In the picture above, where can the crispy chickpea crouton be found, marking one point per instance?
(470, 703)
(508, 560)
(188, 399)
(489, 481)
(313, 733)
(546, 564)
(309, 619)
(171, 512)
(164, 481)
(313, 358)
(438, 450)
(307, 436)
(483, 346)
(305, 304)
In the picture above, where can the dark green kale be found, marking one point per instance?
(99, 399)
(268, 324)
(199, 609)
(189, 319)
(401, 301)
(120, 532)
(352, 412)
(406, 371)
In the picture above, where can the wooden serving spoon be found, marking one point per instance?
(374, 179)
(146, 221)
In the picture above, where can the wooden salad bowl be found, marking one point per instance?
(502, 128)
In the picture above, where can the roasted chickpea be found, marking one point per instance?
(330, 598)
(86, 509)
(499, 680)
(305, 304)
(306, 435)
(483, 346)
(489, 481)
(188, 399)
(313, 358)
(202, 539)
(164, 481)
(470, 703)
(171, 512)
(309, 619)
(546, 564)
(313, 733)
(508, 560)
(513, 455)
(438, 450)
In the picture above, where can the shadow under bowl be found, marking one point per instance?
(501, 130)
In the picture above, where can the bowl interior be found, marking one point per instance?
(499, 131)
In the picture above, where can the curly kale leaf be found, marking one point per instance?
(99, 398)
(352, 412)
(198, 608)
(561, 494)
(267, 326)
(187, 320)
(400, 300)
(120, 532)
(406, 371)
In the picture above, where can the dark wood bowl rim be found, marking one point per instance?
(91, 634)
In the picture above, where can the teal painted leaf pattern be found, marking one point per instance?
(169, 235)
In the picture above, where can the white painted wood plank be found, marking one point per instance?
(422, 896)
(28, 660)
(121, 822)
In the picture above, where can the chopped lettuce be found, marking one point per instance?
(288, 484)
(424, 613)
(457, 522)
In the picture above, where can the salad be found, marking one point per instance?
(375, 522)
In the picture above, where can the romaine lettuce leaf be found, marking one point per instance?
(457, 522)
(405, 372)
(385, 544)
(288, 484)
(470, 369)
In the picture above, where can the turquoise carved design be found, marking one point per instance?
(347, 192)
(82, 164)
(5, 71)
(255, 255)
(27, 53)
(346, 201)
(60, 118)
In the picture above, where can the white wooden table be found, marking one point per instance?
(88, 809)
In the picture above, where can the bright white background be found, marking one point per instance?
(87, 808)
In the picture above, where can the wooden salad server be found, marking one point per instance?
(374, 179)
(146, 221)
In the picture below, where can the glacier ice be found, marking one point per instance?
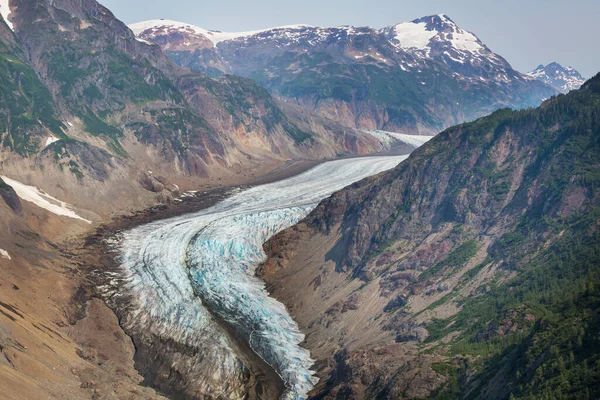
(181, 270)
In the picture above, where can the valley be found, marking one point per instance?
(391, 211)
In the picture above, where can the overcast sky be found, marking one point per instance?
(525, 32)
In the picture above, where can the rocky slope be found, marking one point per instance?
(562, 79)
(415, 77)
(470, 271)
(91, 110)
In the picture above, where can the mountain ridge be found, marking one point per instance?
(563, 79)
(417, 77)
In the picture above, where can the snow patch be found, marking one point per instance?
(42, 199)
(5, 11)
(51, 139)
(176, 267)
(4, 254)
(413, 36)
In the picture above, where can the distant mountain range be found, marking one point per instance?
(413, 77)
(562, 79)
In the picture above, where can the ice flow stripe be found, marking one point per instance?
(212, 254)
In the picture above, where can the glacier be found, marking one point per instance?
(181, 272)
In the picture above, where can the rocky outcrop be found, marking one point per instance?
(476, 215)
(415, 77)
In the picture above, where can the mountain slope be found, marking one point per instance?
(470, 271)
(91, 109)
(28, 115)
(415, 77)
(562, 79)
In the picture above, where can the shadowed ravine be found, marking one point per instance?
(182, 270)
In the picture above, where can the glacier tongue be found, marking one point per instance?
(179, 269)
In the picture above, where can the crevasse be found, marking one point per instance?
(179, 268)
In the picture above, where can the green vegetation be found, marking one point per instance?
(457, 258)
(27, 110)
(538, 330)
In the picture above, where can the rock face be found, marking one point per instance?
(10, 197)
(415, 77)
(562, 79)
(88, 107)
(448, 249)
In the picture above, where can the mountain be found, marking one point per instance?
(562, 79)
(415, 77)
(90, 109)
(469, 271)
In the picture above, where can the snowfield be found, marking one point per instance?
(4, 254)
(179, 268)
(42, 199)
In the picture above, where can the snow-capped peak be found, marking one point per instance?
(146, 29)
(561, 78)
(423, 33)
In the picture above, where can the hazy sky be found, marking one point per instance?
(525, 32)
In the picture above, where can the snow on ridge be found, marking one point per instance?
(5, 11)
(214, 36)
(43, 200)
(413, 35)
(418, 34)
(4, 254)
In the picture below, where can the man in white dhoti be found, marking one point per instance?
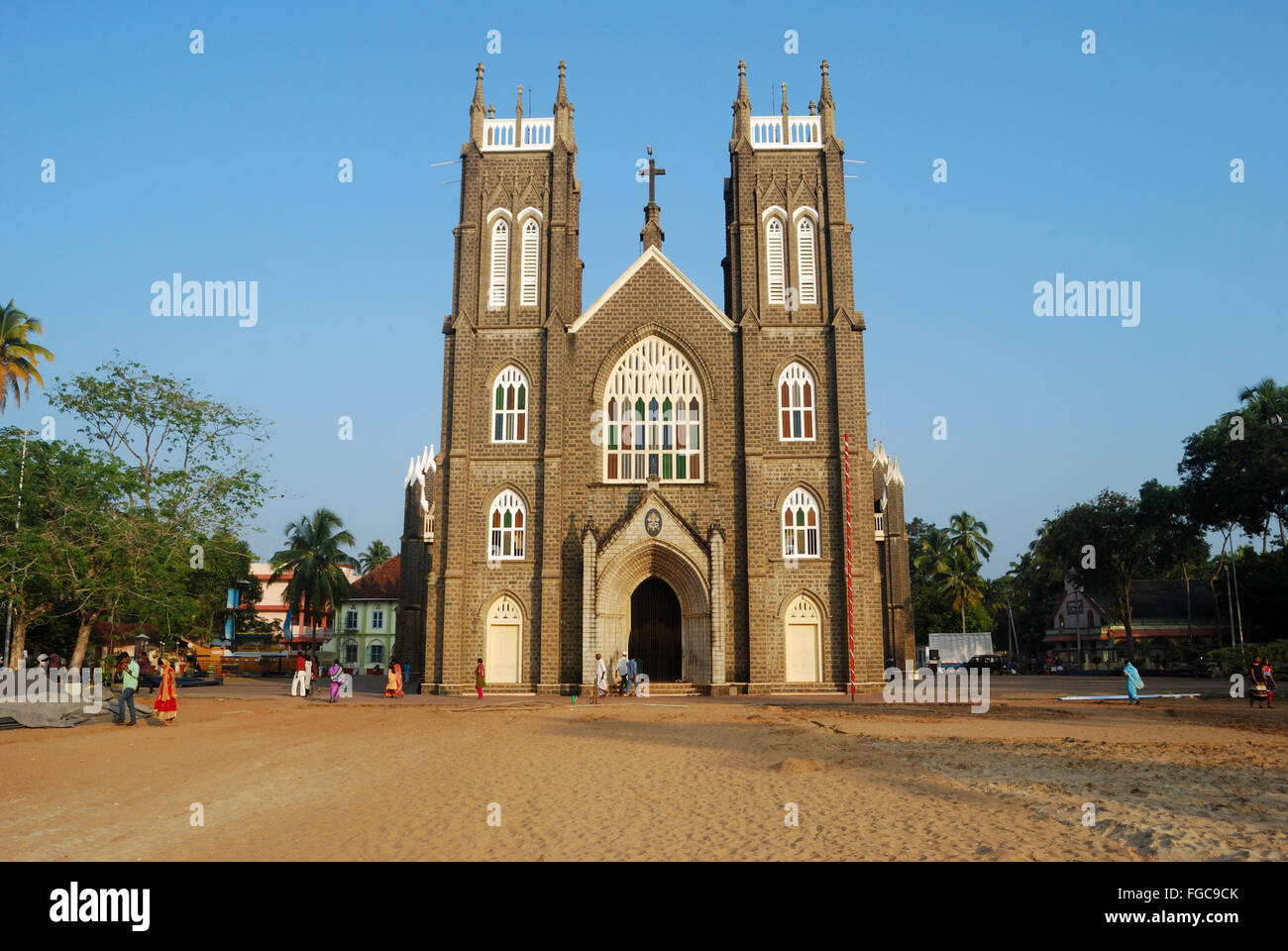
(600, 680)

> _Set exercise_:
Could you turn the whole listing above into a JSON list of strings, with one string per line, blank lines dropped, and the pictures left out?

> _Response for this exercise_:
[
  "In the picture above, where can the crispy chickpea crouton be found, marking one point per instance?",
  "(470, 703)",
  "(508, 560)",
  "(188, 399)",
  "(489, 481)",
  "(313, 733)",
  "(546, 564)",
  "(309, 619)",
  "(171, 512)",
  "(164, 481)",
  "(313, 358)",
  "(438, 450)",
  "(307, 436)",
  "(483, 346)",
  "(305, 304)",
  "In the picture above, where can the dark green kale be found, marking one point per instance?",
  "(99, 399)",
  "(268, 324)",
  "(199, 609)",
  "(189, 319)",
  "(401, 301)",
  "(120, 532)",
  "(352, 412)",
  "(406, 371)",
  "In the picture above, where can the wooden serving spoon be found, marking one point per instance?",
  "(374, 179)",
  "(146, 221)",
  "In the picture above, where can the wooden salad bowl be found, marking one point per instance?",
  "(502, 128)",
  "In the picture above, where can the roasted chickpea be found, marking one point per instance?",
  "(330, 598)",
  "(86, 509)",
  "(499, 680)",
  "(305, 304)",
  "(306, 435)",
  "(483, 346)",
  "(489, 481)",
  "(188, 399)",
  "(313, 358)",
  "(202, 539)",
  "(164, 481)",
  "(470, 703)",
  "(171, 512)",
  "(309, 619)",
  "(546, 564)",
  "(313, 733)",
  "(508, 560)",
  "(513, 455)",
  "(438, 450)",
  "In the picture above, where can the shadow under bowl be found, marking one point per instance?",
  "(501, 130)",
  "In the picture above, where can the bowl interior be found, marking one point per instance?",
  "(499, 131)",
  "In the picture above, where can the curly kale leaf be found, marking one point per instance?",
  "(99, 398)",
  "(352, 412)",
  "(198, 608)",
  "(561, 494)",
  "(267, 326)",
  "(187, 320)",
  "(400, 300)",
  "(120, 532)",
  "(406, 371)",
  "In the picture above, where can the dark wood bowl rim be found, marking one point per instance?",
  "(91, 634)",
  "In the picture above, where can the teal painted leaf pattern be found, marking one point per instance?",
  "(169, 235)",
  "In the picture above, where can the white painted wood plank be found, marking one point per instance?",
  "(422, 896)",
  "(28, 660)",
  "(121, 822)",
  "In the picture above, where can the chopped lettuce be found, marking one point per instance?",
  "(288, 484)",
  "(424, 613)",
  "(457, 522)",
  "In the picture above, where can the salad be found, marking one point per instance?",
  "(375, 522)",
  "In the picture above, where can the romaine lettuce leaf be found, marking one point per instance?",
  "(457, 522)",
  "(405, 372)",
  "(385, 544)",
  "(288, 484)",
  "(470, 369)",
  "In the picture above, where can the turquoise carved design be found, marking one point per instance?",
  "(347, 192)",
  "(82, 164)",
  "(5, 71)",
  "(255, 255)",
  "(27, 53)",
  "(346, 201)",
  "(60, 118)",
  "In the picture above, where can the white wooden table be found, marking one point per instance?",
  "(88, 809)",
  "In the picture above, where can the bright white background be found, marking one point per instance?",
  "(87, 808)",
  "In the picture above, where can the wooden salad server be found, marking one point per instance?",
  "(374, 179)",
  "(146, 221)",
  "In the picture below, where can the glacier ice be found, marking one point per instance?",
  "(181, 270)",
  "In the picture above, where can the valley be found, marking one point per instance?",
  "(391, 211)",
  "In the picture above, where can the overcast sky be found, marking one point per instance?",
  "(525, 32)",
  "In the picture above, where can the rocky slope be found, marking one point per instance?",
  "(562, 79)",
  "(415, 77)",
  "(470, 271)",
  "(91, 110)",
  "In the picture above, where can the mountain ridge be found, marking one point per instance?",
  "(563, 79)",
  "(417, 77)",
  "In the picture above, where can the snow patch be found, marking one point per instance?",
  "(42, 199)",
  "(5, 11)",
  "(51, 139)",
  "(176, 267)",
  "(4, 254)",
  "(413, 36)",
  "In the picture above, where can the distant mountain range be found, marking one point per instance?",
  "(413, 77)",
  "(562, 79)",
  "In the picture above, where can the ice flow stripe be found, marking one point per instance?",
  "(212, 254)",
  "In the picture above, where can the glacier be found, marking one point per instance?",
  "(181, 272)",
  "In the picture above, where can the rocky outcrop be found, marking one point per instance?",
  "(476, 215)",
  "(415, 77)",
  "In the picture above, where can the mountain slope be found, marking one point per instance?",
  "(470, 271)",
  "(91, 109)",
  "(28, 115)",
  "(415, 77)",
  "(562, 79)",
  "In the picture above, where can the shadowed ravine be found, marking one point per instance?",
  "(182, 270)",
  "In the picture above, where can the glacier tongue be found, marking one point per instance?",
  "(179, 269)",
  "In the picture above, where can the crevasse be found, marking one point per instance?",
  "(179, 268)",
  "In the picture above, where can the green vegetation be found, marking one point per instance?",
  "(457, 258)",
  "(27, 110)",
  "(538, 330)",
  "In the picture above, where can the rock face be found, marking one point per instance?",
  "(10, 197)",
  "(415, 77)",
  "(562, 79)",
  "(88, 107)",
  "(448, 249)",
  "In the picture above, where can the mountain be found, marking one point per instance?",
  "(562, 79)",
  "(415, 77)",
  "(90, 109)",
  "(469, 271)",
  "In the picture above, where can the snowfield be found, marking one point per instance?",
  "(4, 254)",
  "(179, 268)",
  "(42, 199)",
  "In the picture above, where can the snow-capped peak be found, marking one point per instance?",
  "(146, 29)",
  "(561, 78)",
  "(423, 33)",
  "In the picture above, where can the hazy sky be found, marking one point per instance?",
  "(525, 32)",
  "In the picture above, where can the snow on ridge be found, marking one point per instance?",
  "(5, 11)",
  "(214, 36)",
  "(43, 200)",
  "(413, 35)",
  "(418, 34)",
  "(4, 254)",
  "In the picture below, where can the man in white dhoti be found, marking one point per instance?",
  "(600, 680)"
]